:: TASK GOAL ::
Would you return every entry, exactly as it is written?

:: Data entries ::

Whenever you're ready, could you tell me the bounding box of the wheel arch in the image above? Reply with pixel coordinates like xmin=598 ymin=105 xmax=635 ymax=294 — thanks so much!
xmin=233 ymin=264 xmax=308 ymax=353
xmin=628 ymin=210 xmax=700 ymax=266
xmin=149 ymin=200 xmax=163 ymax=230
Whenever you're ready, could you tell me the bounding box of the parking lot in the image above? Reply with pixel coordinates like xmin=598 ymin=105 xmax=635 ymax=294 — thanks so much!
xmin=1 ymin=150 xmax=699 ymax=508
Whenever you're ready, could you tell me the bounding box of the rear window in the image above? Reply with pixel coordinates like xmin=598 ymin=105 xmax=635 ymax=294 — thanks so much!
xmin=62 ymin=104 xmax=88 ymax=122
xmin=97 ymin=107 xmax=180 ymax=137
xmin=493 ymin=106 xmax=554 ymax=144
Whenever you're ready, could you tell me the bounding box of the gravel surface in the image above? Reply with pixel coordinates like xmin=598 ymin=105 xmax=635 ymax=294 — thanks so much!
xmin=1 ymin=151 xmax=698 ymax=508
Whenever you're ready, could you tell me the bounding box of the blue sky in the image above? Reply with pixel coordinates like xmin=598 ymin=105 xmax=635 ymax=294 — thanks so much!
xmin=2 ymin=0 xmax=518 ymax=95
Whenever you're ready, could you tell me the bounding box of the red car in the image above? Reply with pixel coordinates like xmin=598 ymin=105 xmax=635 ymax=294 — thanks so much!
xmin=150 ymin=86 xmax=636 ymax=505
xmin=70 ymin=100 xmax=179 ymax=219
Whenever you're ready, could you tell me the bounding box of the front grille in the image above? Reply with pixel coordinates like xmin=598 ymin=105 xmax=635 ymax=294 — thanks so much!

:: TASK SOLUTION ::
Whenever you're ready, could you tell me the bounding box of the wheel arch in the image above? Reply with pixel coordinates like xmin=598 ymin=105 xmax=635 ymax=294 — thanks so much!
xmin=233 ymin=264 xmax=308 ymax=353
xmin=628 ymin=210 xmax=700 ymax=266
xmin=149 ymin=200 xmax=163 ymax=230
Whenever you're ready, could you tell me the bounding box of the parking lot in the image above? Reply with pixel coordinates like xmin=598 ymin=105 xmax=635 ymax=294 — thanks so much!
xmin=1 ymin=150 xmax=699 ymax=508
Whenever you're ready, could you tell me the bounding box of the rear window in the image above? Reply with pixel coordinates like xmin=598 ymin=105 xmax=635 ymax=294 — thanks so much!
xmin=62 ymin=104 xmax=88 ymax=122
xmin=97 ymin=107 xmax=180 ymax=137
xmin=493 ymin=106 xmax=554 ymax=144
Whenever you're ready, could you tell me the bounding box of the gravel surface in the image above? Reply with pixel coordinates like xmin=598 ymin=105 xmax=635 ymax=294 — thanks so much!
xmin=1 ymin=151 xmax=698 ymax=508
Whenever you're ready, could you tell me the bounding box of the blue sky in the image above? Reply with pixel coordinates like xmin=598 ymin=105 xmax=635 ymax=294 — thanks so much!
xmin=2 ymin=0 xmax=518 ymax=95
Whenever you're ready, could you tell me the bounding box of the red car in the image above? Reply with pixel coordinates like xmin=598 ymin=105 xmax=635 ymax=294 — thanks so much!
xmin=150 ymin=86 xmax=636 ymax=505
xmin=70 ymin=100 xmax=179 ymax=219
Whenever you're ready, could you tell me the bounding box of the front grille in the image above? Reply with pixel coordinates like xmin=598 ymin=105 xmax=635 ymax=294 — thanks so much!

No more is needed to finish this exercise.